INPUT DATA:
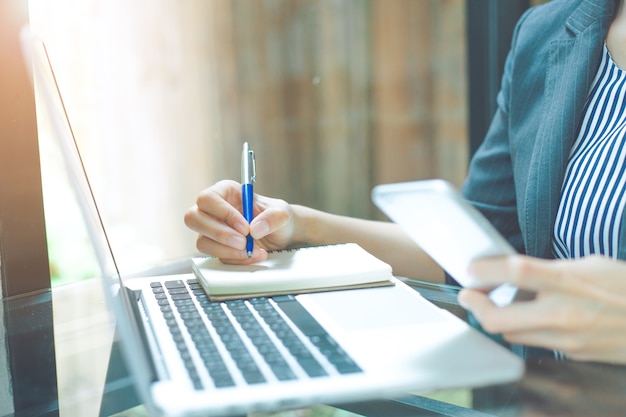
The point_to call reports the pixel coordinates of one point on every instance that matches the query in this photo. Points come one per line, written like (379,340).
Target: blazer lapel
(572,65)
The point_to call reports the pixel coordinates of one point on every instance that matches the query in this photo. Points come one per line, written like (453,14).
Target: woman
(549,176)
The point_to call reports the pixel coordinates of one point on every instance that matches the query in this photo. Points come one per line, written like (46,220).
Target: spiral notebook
(295,271)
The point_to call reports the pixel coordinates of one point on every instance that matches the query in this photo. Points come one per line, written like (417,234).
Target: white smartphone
(449,229)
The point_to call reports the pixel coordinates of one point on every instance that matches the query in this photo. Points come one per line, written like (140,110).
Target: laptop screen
(116,294)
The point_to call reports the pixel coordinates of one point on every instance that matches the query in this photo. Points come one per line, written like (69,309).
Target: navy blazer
(516,175)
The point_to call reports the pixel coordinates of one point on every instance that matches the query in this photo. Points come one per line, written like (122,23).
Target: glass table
(62,358)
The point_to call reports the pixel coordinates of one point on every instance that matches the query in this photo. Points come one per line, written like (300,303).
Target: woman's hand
(579,309)
(217,217)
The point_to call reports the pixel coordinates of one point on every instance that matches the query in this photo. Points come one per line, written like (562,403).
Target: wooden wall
(338,96)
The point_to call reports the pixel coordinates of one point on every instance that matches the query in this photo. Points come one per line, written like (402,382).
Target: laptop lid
(119,299)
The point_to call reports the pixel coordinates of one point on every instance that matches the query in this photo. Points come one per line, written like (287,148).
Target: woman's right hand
(217,217)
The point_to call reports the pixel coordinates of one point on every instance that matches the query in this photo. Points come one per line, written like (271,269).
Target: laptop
(189,356)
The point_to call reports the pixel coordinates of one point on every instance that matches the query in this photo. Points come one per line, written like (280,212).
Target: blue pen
(248,176)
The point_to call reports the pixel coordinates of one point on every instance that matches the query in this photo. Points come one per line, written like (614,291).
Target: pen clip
(251,166)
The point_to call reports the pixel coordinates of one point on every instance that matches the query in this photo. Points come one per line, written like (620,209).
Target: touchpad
(367,309)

PROBLEM TO WORK ON: When the listing is transcribed, every line must match the original exactly, and the pictures must be left out.

WRITTEN ANSWER:
The point_to call reports the pixel coordinates of one point on every instance that matches the query in this photo. Points come one per line, written like (379,340).
Target: blazer lapel
(572,65)
The point_to call reports the pixel coordinates of one point on every instance that matches the query in this photo. Points come one per line, written like (453,14).
Target: woman
(549,176)
The point_to call reports the pixel coordinates of one point on every instance that matches the query in this photo. Points come one per line, written like (46,220).
Target: spiral notebook
(295,271)
The point_to call reports the pixel coordinates of one point on every instance that matches the query in this photo. Points come one per line, written like (417,234).
Target: white smartphone
(449,229)
The point_to call reports the pixel coordinates of one point on every instance that matches the query in this photo. Points come one per line, written like (140,110).
Target: laptop screen
(116,294)
The point_to call reports the pixel coordinates of one point on every instance that matches the query in this photo. Points come one per line, written like (69,309).
Target: navy blazer
(516,175)
The point_to call reports the pixel coordinates of one point on every instance that matches the query in this photo. Points come one per line, written like (122,23).
Target: glass table
(62,358)
The point_to call reports the pixel coordinates of one point on every instance that matches the query in this photo. Points come one per line, written like (300,303).
Target: woman's hand
(579,309)
(217,217)
The point_to call reports the pixel coordinates of one point on every instance that matches the query in this photo. Points come one per line, written like (562,403).
Target: wooden wall
(338,96)
The point_to call reports the pixel coordinates of one point on every instance that matches the query in this photo. Points come one per line, written like (402,382).
Target: laptop lid
(119,299)
The point_to call reports the pixel coordinates of one point on every instance that matches the query in this photo. Points come one per line, written like (287,148).
Target: woman's right hand
(217,217)
The point_to call reports the pixel coordinates of one point on every instance that matches the query in this photo. Points come one per line, written like (271,269).
Target: laptop
(189,356)
The point_to call reports the pixel coordinates of one point on every instance that matches the query in this photo. Points come one per line, written like (280,212).
Target: blue pen
(248,176)
The point_to call reports the pixel coordinates of one point on every instance that matches the query in this photo. Points come one per line, written like (614,291).
Target: pen clip
(251,166)
The point_to call reports the pixel coordinates of one point on every instance that matches the query in this photo. Points come one per line, written like (620,209).
Target: touchpad
(367,309)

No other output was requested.